Records from a data source:
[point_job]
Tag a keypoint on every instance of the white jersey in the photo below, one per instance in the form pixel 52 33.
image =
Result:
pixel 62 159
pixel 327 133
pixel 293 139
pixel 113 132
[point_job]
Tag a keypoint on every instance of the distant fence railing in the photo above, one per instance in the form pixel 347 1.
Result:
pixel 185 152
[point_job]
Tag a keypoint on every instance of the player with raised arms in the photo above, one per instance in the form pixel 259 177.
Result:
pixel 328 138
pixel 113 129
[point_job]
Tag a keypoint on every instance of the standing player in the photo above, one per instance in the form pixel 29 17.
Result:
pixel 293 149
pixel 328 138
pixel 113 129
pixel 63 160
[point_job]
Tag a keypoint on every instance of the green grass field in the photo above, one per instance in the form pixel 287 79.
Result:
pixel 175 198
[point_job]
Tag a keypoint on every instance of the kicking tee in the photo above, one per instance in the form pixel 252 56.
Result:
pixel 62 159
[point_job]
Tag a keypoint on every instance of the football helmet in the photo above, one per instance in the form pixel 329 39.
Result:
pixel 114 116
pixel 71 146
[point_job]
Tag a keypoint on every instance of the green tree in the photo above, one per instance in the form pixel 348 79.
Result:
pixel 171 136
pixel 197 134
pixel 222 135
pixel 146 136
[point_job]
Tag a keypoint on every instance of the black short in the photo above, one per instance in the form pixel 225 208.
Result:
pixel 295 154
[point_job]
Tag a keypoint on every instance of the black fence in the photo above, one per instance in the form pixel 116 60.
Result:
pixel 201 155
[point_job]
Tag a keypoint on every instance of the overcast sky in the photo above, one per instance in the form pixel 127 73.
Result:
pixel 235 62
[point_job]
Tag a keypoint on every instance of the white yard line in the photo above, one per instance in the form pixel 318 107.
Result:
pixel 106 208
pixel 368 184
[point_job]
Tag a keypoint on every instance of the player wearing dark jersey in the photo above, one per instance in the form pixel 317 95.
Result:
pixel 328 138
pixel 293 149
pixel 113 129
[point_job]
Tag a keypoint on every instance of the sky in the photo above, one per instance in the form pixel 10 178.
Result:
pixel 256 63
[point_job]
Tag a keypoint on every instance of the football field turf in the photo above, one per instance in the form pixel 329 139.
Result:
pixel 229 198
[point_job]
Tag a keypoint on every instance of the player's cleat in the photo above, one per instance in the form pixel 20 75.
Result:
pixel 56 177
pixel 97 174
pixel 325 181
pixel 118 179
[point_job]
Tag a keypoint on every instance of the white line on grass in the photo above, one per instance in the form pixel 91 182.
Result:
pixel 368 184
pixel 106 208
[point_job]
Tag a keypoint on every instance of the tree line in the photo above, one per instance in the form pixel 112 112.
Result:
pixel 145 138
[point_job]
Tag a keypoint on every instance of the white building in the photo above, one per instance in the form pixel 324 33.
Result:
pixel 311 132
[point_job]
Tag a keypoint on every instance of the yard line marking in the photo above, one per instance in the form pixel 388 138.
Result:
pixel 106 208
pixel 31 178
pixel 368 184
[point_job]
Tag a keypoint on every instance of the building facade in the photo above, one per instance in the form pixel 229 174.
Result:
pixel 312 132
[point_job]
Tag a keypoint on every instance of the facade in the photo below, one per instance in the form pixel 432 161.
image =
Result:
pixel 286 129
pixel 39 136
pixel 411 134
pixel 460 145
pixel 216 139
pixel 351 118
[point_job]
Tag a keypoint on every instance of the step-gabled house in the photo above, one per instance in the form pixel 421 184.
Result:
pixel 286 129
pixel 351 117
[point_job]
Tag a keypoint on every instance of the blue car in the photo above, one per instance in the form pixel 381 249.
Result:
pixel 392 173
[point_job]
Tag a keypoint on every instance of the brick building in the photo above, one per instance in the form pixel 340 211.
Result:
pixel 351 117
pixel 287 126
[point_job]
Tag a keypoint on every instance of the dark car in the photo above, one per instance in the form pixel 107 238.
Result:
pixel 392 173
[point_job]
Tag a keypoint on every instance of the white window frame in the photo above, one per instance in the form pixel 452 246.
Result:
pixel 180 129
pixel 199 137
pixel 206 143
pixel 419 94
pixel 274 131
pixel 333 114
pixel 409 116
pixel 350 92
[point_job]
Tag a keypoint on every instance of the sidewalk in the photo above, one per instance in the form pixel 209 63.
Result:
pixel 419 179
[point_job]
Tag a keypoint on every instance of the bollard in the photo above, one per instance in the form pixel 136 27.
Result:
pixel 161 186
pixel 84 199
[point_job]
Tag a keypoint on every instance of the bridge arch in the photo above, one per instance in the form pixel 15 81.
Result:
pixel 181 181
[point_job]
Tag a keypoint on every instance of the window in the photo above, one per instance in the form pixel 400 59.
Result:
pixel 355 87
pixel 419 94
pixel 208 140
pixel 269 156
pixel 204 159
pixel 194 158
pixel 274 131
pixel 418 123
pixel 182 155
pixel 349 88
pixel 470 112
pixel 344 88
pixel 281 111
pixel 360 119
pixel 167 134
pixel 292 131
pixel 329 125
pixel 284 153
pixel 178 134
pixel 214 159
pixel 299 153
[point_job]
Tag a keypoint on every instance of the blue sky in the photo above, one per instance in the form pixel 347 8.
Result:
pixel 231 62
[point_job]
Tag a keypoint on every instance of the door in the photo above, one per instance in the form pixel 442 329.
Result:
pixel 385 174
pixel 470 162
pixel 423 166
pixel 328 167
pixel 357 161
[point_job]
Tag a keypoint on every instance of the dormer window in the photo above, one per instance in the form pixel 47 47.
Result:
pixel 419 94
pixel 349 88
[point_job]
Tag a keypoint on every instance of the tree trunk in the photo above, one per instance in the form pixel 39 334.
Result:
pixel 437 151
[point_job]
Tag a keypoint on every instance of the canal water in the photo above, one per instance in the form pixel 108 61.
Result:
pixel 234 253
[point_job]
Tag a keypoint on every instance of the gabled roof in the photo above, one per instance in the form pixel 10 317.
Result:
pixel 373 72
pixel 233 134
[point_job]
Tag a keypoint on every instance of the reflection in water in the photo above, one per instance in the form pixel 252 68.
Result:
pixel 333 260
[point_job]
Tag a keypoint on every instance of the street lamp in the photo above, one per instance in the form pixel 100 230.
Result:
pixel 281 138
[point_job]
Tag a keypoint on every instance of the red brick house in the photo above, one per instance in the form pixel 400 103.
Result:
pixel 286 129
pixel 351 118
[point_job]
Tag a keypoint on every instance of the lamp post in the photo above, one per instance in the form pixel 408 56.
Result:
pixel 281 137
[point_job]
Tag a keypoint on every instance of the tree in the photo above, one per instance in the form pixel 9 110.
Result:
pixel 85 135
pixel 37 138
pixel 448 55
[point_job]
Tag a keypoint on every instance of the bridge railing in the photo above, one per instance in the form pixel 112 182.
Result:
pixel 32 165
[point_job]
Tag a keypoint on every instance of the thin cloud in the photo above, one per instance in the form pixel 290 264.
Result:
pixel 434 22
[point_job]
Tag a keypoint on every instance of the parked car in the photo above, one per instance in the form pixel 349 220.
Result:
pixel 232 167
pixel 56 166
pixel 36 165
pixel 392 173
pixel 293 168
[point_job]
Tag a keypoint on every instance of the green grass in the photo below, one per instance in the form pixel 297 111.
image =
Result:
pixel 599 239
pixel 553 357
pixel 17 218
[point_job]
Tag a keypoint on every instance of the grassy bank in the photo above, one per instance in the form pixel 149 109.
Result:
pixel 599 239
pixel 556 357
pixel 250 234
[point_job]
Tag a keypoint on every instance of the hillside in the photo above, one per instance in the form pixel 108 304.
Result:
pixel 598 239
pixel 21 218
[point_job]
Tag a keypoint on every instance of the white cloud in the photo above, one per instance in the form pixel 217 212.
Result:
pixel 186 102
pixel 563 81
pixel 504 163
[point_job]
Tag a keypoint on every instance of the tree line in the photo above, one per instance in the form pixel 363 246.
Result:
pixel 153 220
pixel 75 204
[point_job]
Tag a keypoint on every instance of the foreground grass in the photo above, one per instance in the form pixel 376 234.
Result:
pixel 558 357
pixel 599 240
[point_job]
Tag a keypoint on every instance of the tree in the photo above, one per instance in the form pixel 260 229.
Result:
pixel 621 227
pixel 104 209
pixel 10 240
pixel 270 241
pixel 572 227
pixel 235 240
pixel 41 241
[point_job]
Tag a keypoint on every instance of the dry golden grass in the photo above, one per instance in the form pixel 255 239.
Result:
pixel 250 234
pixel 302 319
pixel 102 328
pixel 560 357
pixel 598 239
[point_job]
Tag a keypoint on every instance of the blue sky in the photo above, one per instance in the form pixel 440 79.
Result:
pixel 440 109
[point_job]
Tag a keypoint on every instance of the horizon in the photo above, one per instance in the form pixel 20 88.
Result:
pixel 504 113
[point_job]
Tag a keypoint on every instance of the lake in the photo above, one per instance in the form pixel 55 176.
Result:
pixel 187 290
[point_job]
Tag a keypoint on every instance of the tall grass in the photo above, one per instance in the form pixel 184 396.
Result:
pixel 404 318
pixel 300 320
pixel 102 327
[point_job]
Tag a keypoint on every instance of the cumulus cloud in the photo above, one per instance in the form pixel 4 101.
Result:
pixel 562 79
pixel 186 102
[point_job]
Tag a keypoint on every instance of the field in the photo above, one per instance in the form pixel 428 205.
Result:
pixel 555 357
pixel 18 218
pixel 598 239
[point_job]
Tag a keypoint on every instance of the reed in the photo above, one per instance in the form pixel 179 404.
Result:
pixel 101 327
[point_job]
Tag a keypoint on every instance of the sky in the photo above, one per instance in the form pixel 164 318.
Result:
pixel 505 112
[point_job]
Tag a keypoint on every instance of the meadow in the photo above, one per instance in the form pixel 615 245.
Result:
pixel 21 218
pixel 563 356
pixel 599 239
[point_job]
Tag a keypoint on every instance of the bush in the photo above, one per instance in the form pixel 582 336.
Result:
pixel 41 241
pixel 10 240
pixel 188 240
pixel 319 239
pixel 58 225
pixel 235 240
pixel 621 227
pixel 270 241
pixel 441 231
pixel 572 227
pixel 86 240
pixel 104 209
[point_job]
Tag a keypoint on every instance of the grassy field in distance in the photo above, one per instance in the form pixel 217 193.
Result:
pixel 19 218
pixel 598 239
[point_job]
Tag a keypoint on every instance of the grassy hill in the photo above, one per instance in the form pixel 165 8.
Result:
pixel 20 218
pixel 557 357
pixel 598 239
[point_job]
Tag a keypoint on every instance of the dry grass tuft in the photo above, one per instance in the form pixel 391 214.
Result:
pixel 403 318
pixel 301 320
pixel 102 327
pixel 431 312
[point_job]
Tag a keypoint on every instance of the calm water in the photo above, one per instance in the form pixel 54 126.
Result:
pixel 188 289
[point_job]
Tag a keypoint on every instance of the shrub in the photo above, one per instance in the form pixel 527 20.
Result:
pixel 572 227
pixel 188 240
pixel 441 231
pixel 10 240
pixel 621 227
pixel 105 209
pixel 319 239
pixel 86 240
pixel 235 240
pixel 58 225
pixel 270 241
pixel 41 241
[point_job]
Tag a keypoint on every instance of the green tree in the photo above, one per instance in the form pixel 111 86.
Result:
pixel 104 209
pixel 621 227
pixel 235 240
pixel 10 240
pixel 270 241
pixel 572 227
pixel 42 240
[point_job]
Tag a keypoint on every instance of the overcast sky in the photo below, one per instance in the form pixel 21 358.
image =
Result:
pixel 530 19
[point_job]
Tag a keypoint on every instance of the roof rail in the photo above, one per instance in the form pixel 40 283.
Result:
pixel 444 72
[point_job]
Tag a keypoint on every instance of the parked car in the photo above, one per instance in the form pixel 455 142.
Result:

| TASK INSTRUCTIONS |
Count every line above that holds the string "green" and give the total, nothing more.

| OUTPUT FOR THIS EXERCISE |
4